# Written task
Reproduce the entries verbatim, starting at the very first one and ending at the line that contains "point(59, 157)". Omit the pictures from your answer.

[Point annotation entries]
+ + + + +
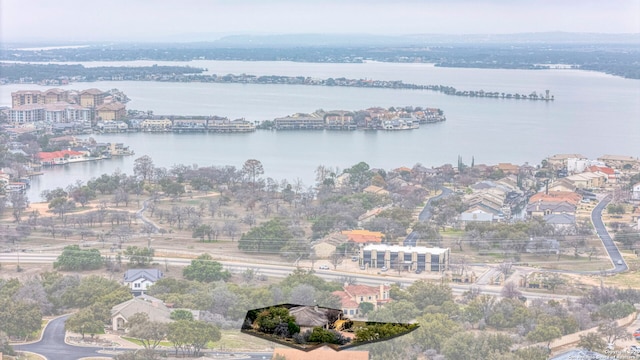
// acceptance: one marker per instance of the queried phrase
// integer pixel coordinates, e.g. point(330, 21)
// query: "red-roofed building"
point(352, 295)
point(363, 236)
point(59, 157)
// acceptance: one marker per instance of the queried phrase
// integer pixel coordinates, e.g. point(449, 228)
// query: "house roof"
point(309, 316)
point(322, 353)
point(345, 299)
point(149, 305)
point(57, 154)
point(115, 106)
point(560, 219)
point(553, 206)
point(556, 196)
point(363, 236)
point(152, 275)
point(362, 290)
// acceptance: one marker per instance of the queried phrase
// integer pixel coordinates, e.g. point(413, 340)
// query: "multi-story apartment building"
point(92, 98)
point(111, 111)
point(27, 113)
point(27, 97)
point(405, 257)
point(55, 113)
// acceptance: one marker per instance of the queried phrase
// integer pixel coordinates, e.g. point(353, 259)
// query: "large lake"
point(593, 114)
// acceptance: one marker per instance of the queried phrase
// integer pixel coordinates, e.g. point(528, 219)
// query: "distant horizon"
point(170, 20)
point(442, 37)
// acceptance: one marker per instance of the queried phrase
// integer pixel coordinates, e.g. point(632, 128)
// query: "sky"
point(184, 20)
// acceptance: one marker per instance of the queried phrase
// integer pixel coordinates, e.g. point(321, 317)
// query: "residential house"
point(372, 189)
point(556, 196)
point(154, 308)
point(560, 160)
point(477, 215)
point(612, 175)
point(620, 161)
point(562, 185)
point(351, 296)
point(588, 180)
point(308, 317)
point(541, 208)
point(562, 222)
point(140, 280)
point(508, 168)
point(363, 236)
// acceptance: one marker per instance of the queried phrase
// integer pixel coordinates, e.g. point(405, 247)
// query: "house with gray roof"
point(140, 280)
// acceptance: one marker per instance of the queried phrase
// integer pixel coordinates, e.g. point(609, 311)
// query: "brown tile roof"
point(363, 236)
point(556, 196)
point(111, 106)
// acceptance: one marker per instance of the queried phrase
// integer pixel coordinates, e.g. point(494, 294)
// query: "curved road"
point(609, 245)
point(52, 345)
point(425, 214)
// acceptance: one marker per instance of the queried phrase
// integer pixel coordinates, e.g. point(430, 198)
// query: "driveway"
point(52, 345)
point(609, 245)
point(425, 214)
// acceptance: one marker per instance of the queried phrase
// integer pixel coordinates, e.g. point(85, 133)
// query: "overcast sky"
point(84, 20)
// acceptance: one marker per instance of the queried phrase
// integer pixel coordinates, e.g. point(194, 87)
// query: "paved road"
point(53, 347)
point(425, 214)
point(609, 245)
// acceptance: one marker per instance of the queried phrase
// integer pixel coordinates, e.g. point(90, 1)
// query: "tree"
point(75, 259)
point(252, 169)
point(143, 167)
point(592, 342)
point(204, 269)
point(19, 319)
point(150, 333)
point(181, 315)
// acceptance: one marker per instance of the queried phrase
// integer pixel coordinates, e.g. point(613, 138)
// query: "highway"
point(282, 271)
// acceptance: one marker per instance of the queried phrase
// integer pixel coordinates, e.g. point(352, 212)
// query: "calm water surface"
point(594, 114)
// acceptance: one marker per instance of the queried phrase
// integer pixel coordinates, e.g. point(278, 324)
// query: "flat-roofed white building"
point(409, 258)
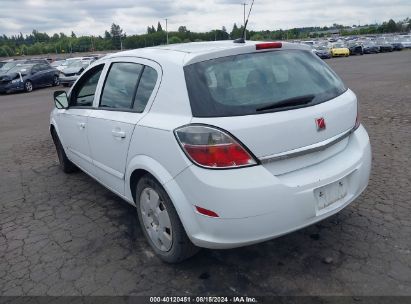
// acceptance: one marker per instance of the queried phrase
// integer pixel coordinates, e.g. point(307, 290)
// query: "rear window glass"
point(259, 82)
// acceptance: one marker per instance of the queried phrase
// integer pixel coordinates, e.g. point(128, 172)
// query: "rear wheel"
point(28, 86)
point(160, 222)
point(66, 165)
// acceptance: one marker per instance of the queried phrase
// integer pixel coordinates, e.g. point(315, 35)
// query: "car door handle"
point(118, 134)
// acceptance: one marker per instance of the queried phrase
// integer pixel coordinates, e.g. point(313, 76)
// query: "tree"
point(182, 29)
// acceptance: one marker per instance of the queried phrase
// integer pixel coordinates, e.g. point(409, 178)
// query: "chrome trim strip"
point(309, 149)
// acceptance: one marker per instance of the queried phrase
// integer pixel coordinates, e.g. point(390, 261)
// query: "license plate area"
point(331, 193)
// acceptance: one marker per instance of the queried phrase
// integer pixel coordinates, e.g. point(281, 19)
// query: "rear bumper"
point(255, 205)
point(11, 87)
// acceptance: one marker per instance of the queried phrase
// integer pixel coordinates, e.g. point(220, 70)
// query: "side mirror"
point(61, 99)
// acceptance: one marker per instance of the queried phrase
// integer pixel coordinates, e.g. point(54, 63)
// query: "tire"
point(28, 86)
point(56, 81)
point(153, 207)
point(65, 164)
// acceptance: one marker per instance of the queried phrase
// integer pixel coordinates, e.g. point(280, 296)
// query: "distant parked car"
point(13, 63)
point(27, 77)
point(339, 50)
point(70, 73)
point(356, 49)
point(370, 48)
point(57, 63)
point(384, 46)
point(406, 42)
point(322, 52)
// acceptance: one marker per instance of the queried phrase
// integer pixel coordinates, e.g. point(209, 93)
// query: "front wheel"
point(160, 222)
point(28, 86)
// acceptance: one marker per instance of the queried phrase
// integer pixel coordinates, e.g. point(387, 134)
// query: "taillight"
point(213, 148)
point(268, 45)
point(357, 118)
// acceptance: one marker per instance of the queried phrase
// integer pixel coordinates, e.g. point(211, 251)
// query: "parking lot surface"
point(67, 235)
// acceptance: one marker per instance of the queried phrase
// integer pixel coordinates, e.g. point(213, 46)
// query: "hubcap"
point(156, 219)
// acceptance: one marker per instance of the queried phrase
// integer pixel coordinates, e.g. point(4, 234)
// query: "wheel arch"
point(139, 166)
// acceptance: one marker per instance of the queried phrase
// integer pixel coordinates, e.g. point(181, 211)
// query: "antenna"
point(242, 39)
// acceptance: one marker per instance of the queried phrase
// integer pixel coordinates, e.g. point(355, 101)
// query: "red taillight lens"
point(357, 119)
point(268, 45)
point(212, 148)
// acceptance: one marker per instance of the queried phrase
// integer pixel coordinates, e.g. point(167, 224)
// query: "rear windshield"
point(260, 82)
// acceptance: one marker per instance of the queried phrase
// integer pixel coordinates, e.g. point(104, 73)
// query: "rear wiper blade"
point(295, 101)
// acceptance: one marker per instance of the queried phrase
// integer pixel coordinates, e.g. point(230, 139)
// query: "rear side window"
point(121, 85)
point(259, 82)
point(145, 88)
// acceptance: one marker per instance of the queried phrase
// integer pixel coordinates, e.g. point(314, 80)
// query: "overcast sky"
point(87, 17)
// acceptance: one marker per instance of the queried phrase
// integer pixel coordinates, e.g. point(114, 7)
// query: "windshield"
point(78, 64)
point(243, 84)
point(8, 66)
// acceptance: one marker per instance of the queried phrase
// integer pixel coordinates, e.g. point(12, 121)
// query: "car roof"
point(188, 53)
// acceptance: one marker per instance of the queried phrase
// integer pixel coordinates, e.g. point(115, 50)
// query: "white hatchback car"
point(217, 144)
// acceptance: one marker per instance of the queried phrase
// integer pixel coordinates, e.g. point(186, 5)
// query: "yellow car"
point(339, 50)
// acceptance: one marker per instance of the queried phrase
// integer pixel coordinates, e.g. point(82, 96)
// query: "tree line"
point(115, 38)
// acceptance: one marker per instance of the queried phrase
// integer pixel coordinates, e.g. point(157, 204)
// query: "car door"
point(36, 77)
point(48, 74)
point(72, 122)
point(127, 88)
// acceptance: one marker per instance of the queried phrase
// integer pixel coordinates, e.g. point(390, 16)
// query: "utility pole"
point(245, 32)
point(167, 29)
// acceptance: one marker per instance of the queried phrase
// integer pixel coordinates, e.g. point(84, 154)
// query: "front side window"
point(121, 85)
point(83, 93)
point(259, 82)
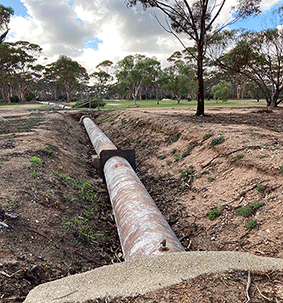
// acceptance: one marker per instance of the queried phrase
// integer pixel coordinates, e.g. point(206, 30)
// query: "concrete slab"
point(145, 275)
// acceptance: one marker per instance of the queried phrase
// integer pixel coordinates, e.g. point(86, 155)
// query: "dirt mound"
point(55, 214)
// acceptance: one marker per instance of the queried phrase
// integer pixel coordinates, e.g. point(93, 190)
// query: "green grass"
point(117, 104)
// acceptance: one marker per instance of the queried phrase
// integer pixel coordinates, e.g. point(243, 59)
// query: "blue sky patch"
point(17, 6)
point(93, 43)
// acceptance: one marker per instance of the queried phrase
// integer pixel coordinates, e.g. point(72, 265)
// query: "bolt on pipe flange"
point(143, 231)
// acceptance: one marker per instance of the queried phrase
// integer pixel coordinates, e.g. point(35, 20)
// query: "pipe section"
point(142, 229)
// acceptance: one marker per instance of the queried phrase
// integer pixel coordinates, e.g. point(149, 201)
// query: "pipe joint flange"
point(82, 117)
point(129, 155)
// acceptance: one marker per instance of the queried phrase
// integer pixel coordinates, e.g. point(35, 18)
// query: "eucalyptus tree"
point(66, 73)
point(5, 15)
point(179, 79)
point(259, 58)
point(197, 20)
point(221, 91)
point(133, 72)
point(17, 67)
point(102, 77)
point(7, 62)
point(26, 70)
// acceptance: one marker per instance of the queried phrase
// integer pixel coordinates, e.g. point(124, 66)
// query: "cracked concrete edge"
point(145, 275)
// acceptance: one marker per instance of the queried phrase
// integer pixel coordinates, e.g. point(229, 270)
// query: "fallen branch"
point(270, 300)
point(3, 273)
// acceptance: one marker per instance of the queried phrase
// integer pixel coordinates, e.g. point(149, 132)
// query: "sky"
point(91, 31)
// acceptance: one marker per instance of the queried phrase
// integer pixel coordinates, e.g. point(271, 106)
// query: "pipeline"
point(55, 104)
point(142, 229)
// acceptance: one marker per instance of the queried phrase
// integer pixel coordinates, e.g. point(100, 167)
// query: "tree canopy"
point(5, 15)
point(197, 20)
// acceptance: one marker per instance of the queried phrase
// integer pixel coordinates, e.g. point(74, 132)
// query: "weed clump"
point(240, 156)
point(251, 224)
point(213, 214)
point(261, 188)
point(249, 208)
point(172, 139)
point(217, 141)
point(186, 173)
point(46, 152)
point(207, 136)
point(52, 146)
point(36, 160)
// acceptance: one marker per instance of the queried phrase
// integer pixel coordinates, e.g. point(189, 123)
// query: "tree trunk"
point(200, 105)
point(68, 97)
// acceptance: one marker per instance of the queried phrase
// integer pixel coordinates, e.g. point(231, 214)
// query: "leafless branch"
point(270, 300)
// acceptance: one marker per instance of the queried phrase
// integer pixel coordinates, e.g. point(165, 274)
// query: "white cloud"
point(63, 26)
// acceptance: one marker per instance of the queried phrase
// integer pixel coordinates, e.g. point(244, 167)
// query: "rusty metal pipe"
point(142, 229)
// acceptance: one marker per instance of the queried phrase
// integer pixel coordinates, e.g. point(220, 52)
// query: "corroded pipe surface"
+ + + + +
# Task solution
// acceptance: one marker per instance of the queried phrase
// integer pixel coordinates, e.g. point(330, 21)
// query: "red-roofed building"
point(352, 295)
point(363, 236)
point(59, 157)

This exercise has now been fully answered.